● **DIRECTIONS**
Convert the lines below into a Markdown table with two columns, Row and Text. Give each line its own numbered row and omit any blank lines.

Stored records:
|---|

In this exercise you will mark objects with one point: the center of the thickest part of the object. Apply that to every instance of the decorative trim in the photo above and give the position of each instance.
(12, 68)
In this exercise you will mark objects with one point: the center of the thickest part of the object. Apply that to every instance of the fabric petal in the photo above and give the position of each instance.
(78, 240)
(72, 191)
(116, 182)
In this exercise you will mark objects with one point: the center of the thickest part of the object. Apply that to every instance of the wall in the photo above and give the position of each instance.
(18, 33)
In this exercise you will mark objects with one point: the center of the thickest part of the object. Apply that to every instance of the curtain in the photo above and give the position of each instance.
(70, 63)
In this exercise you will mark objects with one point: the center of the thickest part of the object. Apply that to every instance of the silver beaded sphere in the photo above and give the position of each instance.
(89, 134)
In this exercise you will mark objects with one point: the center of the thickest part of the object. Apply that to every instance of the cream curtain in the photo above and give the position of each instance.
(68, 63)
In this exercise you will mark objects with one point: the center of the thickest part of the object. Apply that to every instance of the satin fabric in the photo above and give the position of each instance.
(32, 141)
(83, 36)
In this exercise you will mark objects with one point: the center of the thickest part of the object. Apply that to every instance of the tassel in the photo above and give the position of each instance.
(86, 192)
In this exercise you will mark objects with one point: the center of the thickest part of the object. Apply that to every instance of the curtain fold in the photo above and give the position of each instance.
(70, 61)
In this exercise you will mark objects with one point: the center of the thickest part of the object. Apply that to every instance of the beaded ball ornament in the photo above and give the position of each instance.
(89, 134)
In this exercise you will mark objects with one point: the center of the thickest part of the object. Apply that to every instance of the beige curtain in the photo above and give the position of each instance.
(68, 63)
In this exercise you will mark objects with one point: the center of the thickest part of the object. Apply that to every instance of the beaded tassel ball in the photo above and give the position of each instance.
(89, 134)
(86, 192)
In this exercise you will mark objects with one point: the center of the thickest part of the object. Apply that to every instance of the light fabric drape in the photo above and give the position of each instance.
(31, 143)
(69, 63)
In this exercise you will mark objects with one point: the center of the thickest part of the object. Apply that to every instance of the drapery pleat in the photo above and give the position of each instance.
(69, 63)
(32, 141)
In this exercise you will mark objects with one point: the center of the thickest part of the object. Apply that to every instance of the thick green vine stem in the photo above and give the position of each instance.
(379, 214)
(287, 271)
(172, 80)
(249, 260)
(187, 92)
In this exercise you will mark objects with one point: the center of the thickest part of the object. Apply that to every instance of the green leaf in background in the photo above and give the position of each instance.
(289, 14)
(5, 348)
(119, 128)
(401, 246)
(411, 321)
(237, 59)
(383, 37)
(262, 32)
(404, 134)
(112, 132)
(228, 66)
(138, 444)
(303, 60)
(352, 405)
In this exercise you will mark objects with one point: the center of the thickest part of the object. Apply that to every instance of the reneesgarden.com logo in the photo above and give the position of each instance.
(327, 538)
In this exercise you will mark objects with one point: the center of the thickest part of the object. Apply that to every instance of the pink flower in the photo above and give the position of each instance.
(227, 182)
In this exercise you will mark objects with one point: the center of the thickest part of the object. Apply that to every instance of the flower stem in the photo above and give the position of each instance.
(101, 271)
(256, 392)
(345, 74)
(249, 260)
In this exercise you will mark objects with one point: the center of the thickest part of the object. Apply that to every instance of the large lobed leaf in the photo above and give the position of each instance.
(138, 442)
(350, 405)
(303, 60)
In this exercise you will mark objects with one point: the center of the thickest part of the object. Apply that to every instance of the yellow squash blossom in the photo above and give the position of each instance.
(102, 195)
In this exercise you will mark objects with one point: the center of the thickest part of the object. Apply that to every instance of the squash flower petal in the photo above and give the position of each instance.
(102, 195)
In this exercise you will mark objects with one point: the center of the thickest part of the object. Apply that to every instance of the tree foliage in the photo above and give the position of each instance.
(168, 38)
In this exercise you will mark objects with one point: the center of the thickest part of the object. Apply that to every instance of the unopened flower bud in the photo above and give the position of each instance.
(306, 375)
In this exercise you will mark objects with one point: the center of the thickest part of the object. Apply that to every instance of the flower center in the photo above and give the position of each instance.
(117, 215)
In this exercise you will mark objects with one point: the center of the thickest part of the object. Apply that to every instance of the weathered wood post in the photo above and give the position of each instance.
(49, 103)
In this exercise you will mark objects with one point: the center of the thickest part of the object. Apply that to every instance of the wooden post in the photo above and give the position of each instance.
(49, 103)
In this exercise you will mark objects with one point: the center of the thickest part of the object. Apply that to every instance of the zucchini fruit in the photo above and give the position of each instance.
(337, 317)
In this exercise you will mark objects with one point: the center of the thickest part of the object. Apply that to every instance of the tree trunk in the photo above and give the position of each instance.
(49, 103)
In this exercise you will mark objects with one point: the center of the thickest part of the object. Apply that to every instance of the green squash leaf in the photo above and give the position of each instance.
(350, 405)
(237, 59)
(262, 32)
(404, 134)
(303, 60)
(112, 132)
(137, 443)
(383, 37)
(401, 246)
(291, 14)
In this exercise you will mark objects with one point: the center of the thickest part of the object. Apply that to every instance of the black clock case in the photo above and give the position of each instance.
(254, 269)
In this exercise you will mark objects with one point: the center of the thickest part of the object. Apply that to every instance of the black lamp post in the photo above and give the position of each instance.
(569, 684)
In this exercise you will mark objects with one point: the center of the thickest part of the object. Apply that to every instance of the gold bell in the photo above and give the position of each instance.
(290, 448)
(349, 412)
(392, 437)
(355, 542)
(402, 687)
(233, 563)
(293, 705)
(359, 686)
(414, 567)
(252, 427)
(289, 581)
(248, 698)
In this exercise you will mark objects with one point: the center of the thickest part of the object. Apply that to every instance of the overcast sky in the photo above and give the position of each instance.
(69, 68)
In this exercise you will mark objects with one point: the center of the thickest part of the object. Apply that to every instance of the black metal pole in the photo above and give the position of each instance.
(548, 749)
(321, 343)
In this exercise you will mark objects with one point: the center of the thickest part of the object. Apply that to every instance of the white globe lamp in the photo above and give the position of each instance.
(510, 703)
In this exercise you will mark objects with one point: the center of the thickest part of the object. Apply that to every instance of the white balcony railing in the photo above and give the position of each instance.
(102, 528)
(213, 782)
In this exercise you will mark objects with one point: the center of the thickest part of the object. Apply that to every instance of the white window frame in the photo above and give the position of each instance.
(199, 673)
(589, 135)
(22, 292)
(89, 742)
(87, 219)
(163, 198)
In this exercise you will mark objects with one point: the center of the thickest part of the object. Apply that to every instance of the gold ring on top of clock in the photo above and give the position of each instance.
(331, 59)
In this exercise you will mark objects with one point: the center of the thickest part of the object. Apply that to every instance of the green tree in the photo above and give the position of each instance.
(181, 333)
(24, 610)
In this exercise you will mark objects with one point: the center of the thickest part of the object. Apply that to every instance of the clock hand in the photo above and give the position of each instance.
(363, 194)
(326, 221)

|---|

● **TASK SOLUTION**
| Row | Text |
|---|---|
| 1 | In this exercise you will mark objects with one point: the center of the thickest part of the object. Apply that to every instance of the decorative trim in the photo above and give the position of each instance. |
| 2 | (12, 68) |
| 3 | In this exercise you will mark objects with one point: the center of the thickest part of the object. Apply that to every instance of the fabric petal in the photo above and give the position of each instance. |
| 4 | (78, 240) |
| 5 | (72, 191) |
| 6 | (116, 182) |
| 7 | In this exercise you will mark objects with one point: the center of the thickest part of the object. Apply that to every instance of the wall in the photo above and give the position of each instance. |
| 8 | (18, 33) |
| 9 | In this exercise you will mark objects with one point: the center of the thickest part of the object. Apply that to every instance of the curtain in the photo above and give the position of each instance. |
| 10 | (70, 63) |
| 11 | In this exercise you will mark objects with one point: the center of the thickest part of the object. Apply that to every instance of the silver beaded sphere in the photo above and give the position of each instance. |
| 12 | (89, 134) |
| 13 | In this exercise you will mark objects with one point: the center of the thickest part of the object. Apply that to every instance of the cream curtain in the photo above and give the position of each instance. |
| 14 | (68, 63) |
| 15 | In this exercise you will mark objects with one point: the center of the thickest part of the object. Apply that to every instance of the satin fabric in the photo above and give the position of each instance. |
| 16 | (32, 141) |
| 17 | (83, 36) |
| 18 | In this exercise you will mark objects with one point: the center of the thickest part of the object. Apply that to every instance of the tassel in the photo above and give the position of each instance. |
| 19 | (86, 192) |
| 20 | In this exercise you will mark objects with one point: the center of the thickest part of the object. Apply that to every instance of the curtain fold in the photo above and give the position of each instance. |
| 21 | (70, 61) |
| 22 | In this exercise you will mark objects with one point: the center of the thickest part of the object. Apply that to every instance of the beaded ball ornament in the photo above and give the position of each instance. |
| 23 | (89, 134) |
| 24 | In this exercise you will mark objects with one point: the center of the thickest part of the object. Apply that to every instance of the beige curtain in the photo above and give the position of each instance. |
| 25 | (68, 63) |
| 26 | In this exercise you will mark objects with one point: the center of the thickest part of the object. Apply that to every instance of the beaded tassel ball in the photo above and give the position of each instance. |
| 27 | (89, 134) |
| 28 | (86, 192) |
| 29 | In this exercise you will mark objects with one point: the center of the thickest part of the object. Apply that to every instance of the light fabric drape in the photo above and give the position of each instance. |
| 30 | (31, 143) |
| 31 | (69, 63) |
| 32 | In this exercise you will mark objects with one point: the center of the thickest part of the object. Apply that to every instance of the drapery pleat in the photo above and give the position of each instance. |
| 33 | (69, 63) |
| 34 | (32, 141) |
| 35 | In this exercise you will mark objects with one point: the center of the thickest part of the object. Apply that to every instance of the thick green vine stem in the photo above and give the position of each instance. |
| 36 | (379, 214) |
| 37 | (287, 271) |
| 38 | (172, 80) |
| 39 | (249, 260) |
| 40 | (187, 92) |
| 41 | In this exercise you will mark objects with one point: the center of the thickest part of the object. Apply that to every instance of the green leaf in background in the photo above and give the position of each instance. |
| 42 | (289, 14) |
| 43 | (5, 348) |
| 44 | (119, 128) |
| 45 | (401, 246) |
| 46 | (411, 321) |
| 47 | (237, 59) |
| 48 | (383, 37) |
| 49 | (262, 32) |
| 50 | (404, 134) |
| 51 | (112, 132) |
| 52 | (228, 66) |
| 53 | (138, 444) |
| 54 | (303, 60) |
| 55 | (352, 405) |
| 56 | In this exercise you will mark objects with one point: the center of the thickest part of the object. Apply that to every instance of the reneesgarden.com logo in the photo above and give the position of each instance. |
| 57 | (327, 538) |
| 58 | In this exercise you will mark objects with one point: the center of the thickest part of the object. Apply that to every instance of the pink flower in the photo above and give the position of each instance. |
| 59 | (227, 182) |
| 60 | In this exercise you will mark objects with one point: the center of the thickest part of the object. Apply that to every instance of the flower stem in the photo above and give the position of each instance. |
| 61 | (101, 271) |
| 62 | (256, 392) |
| 63 | (345, 74) |
| 64 | (249, 260) |
| 65 | In this exercise you will mark objects with one point: the center of the thickest part of the object. Apply that to every instance of the large lobed leaf in the photo above and give the position of each instance. |
| 66 | (138, 442) |
| 67 | (350, 405) |
| 68 | (303, 60) |
| 69 | In this exercise you will mark objects with one point: the center of the thickest part of the object. Apply that to every instance of the yellow squash blossom in the photo above and give the position of each instance. |
| 70 | (102, 195) |
| 71 | In this exercise you will mark objects with one point: the center of the thickest part of the object. Apply that to every instance of the squash flower petal in the photo above and give the position of each instance. |
| 72 | (102, 195) |
| 73 | In this exercise you will mark objects with one point: the center of the thickest part of the object. Apply that to every instance of the tree foliage in the photo above and give the position of each instance. |
| 74 | (168, 38) |
| 75 | In this exercise you will mark objects with one point: the center of the thickest part of the object. Apply that to every instance of the unopened flower bud in the photo above and give the position of each instance. |
| 76 | (306, 375) |
| 77 | In this exercise you will mark objects with one point: the center of the thickest part of the object. Apply that to every instance of the flower center in the photo above and give the position of each instance. |
| 78 | (117, 215) |
| 79 | In this exercise you will mark objects with one point: the center of the thickest part of the object. Apply that to every instance of the weathered wood post in the photo above and give the position of each instance. |
| 80 | (49, 103) |
| 81 | In this exercise you will mark objects with one point: the center of the thickest part of the object. Apply that to every instance of the wooden post in the photo above and give the position of each instance. |
| 82 | (49, 103) |
| 83 | In this exercise you will mark objects with one point: the center of the thickest part of the object. Apply that to every instance of the zucchini fruit in the photo above and give the position of each instance. |
| 84 | (337, 317) |
| 85 | In this exercise you will mark objects with one point: the center of the thickest part of the object. Apply that to every instance of the tree trunk in the photo above and give the position of each instance. |
| 86 | (49, 103) |
| 87 | In this exercise you will mark objects with one point: the center of the thickest part of the object. Apply that to every instance of the green squash leaf in the photo above and give the position of each instance. |
| 88 | (350, 405) |
| 89 | (237, 59) |
| 90 | (262, 32) |
| 91 | (404, 134) |
| 92 | (303, 60) |
| 93 | (112, 132) |
| 94 | (137, 443) |
| 95 | (383, 37) |
| 96 | (401, 246) |
| 97 | (291, 14) |
| 98 | In this exercise you will mark objects with one point: the center of the thickest part of the object. Apply that to every instance of the black clock case in the photo above and give the position of each instance. |
| 99 | (254, 269) |
| 100 | In this exercise you will mark objects with one point: the center of the thickest part of the object. Apply that to every instance of the black lamp post in the photo above and give the position of each instance. |
| 101 | (569, 684) |
| 102 | In this exercise you will mark objects with one point: the center of the thickest part of the object. Apply that to every instance of the gold bell in the photo above and give the position of each instance. |
| 103 | (290, 448) |
| 104 | (349, 412) |
| 105 | (392, 437) |
| 106 | (355, 542) |
| 107 | (402, 687) |
| 108 | (233, 563) |
| 109 | (293, 705) |
| 110 | (359, 686) |
| 111 | (414, 567) |
| 112 | (252, 427) |
| 113 | (289, 581) |
| 114 | (248, 698) |
| 115 | In this exercise you will mark objects with one point: the center of the thickest part of the object. Apply that to every instance of the overcast sky in the photo above and give the position of each instance. |
| 116 | (69, 68) |
| 117 | In this exercise you will mark objects with one point: the center of the thickest part of the object. Apply that to every instance of the black metal pole in the photo above and give the position of each instance. |
| 118 | (548, 749) |
| 119 | (321, 343) |
| 120 | In this exercise you will mark objects with one point: the center of the thickest part of the object. Apply that to every instance of the white globe lamp in the photo above and give the position of each instance. |
| 121 | (510, 703) |
| 122 | In this exercise you will mark objects with one point: the center of the thickest part of the object. Apply that to every instance of the white balcony railing in the photo above and give the position of each instance. |
| 123 | (102, 528) |
| 124 | (213, 782) |
| 125 | In this exercise you will mark objects with one point: the center of the thickest part of the object. Apply that to every instance of the white window frame in the photo above and give the position of each instance. |
| 126 | (199, 673) |
| 127 | (589, 135) |
| 128 | (22, 292) |
| 129 | (89, 742) |
| 130 | (87, 219) |
| 131 | (163, 198) |
| 132 | In this exercise you will mark objects with one point: the center of the thickest part of the object. Apply that to every instance of the gold ring on top of clock in the photo above and give the position of each instance. |
| 133 | (331, 59) |
| 134 | In this exercise you will mark objects with one point: the center of the thickest part of the object. Apply that to every instance of the green tree in the photo above and give the position of each instance. |
| 135 | (181, 333) |
| 136 | (24, 610) |
| 137 | In this exercise you will mark objects with one point: the center of the thickest part of the object. Apply that to every instance of the clock hand in the photo above and give the position of each instance. |
| 138 | (363, 194) |
| 139 | (326, 221) |